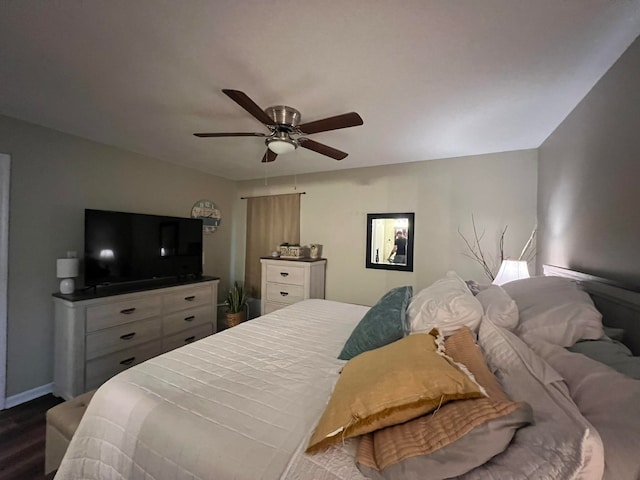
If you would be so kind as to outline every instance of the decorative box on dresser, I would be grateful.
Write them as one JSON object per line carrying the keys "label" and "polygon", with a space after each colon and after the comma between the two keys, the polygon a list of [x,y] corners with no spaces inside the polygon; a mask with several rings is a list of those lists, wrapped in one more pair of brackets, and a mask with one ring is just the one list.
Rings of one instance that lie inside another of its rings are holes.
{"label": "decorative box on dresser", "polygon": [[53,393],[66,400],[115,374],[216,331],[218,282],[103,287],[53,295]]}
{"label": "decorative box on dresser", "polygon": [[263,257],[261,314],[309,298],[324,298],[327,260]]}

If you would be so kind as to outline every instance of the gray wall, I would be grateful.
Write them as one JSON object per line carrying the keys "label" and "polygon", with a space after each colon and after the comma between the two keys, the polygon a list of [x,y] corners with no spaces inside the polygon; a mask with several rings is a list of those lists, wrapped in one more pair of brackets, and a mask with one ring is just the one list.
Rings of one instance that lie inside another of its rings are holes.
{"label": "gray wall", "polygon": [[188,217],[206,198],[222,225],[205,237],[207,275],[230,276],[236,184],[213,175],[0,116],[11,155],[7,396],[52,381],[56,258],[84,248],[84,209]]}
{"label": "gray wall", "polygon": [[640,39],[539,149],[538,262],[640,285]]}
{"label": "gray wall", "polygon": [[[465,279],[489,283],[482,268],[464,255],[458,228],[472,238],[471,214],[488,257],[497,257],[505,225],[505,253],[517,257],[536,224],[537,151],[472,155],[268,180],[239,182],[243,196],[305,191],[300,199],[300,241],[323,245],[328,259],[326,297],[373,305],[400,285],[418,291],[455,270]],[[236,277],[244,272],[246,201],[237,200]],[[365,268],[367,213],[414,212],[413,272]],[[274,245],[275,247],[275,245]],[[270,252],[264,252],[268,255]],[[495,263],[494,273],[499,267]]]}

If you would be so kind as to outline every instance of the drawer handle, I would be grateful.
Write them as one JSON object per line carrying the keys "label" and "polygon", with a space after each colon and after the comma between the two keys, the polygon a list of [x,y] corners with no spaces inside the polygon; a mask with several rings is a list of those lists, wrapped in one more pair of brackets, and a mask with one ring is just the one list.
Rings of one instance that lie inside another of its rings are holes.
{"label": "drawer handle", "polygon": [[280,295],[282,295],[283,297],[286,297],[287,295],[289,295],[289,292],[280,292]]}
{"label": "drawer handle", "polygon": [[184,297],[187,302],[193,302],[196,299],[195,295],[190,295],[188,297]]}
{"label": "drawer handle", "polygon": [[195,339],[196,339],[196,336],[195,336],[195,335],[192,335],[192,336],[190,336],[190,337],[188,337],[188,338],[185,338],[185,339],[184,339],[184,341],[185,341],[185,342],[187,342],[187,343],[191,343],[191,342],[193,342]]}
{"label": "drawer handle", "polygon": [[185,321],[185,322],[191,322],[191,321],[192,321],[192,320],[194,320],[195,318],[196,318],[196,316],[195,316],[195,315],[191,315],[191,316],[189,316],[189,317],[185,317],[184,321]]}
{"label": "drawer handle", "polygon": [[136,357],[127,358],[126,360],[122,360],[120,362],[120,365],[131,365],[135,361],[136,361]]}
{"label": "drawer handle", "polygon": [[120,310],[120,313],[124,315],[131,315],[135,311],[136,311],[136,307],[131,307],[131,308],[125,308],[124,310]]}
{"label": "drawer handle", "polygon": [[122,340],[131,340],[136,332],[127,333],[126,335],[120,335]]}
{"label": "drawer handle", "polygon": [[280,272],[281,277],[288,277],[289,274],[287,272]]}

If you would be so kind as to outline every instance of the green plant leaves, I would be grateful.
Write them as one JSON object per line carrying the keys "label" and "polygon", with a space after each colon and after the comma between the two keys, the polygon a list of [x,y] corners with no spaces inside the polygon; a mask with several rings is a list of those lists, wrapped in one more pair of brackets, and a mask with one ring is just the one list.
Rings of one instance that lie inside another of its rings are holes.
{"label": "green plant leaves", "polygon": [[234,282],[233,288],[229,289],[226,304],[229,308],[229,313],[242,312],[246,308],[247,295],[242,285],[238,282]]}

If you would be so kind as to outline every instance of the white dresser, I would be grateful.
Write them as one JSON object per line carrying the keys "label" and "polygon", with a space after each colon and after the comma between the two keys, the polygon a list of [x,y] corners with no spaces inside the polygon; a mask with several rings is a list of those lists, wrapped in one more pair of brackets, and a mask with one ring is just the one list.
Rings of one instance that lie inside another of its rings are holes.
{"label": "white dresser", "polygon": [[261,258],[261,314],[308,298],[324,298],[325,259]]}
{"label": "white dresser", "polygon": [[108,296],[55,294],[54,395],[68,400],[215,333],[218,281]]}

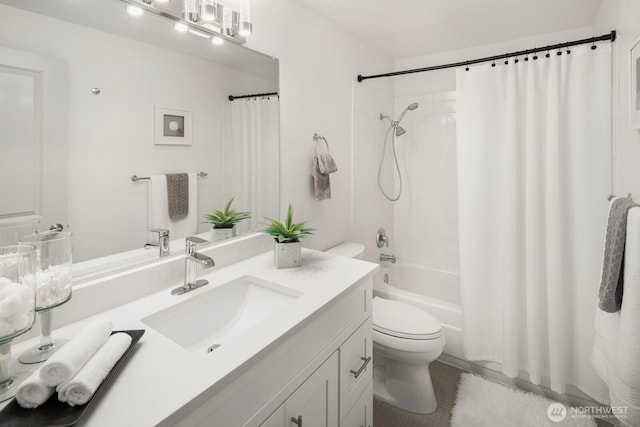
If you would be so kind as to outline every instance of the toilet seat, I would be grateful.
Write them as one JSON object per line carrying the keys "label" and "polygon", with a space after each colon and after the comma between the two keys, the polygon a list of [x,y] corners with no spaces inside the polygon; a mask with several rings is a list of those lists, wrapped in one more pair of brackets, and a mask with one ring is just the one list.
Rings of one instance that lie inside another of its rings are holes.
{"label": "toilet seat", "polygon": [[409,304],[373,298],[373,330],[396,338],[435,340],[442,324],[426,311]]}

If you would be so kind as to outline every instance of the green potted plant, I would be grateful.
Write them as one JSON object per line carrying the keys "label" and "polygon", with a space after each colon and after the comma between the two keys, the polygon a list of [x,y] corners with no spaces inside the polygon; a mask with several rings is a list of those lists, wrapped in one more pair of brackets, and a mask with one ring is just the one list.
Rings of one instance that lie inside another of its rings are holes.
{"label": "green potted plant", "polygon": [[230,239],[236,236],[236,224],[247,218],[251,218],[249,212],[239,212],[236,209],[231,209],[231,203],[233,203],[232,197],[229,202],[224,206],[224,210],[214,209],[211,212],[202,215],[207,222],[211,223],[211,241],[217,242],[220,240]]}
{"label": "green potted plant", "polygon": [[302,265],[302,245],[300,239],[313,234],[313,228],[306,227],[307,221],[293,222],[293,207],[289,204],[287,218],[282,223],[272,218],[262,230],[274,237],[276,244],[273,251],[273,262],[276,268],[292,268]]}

....

_WORK TO COMPLETE_. Looking over the records, find each line with the word "grateful" and copy it.

_SOLUTION TO THIS EXERCISE_.
If you would be so kind as to outline every instance of the decorative box on dresser, I would be grateful.
If you would be so kind as to outline every instance of the gray wall, I would be grateful.
If you would be so kind as to outline every instance of the drawer handle, I would be grateful.
If you would be so kind as to outline every instance of the green plant leaves, I would be grateful.
If you would be so kind as to outline every instance of the white dresser, I would be grateful.
If you would be so kind as to outline every instance of the toilet seat, I would be grateful.
If you would be so kind as to outline every instance of the green potted plant, I would be grateful.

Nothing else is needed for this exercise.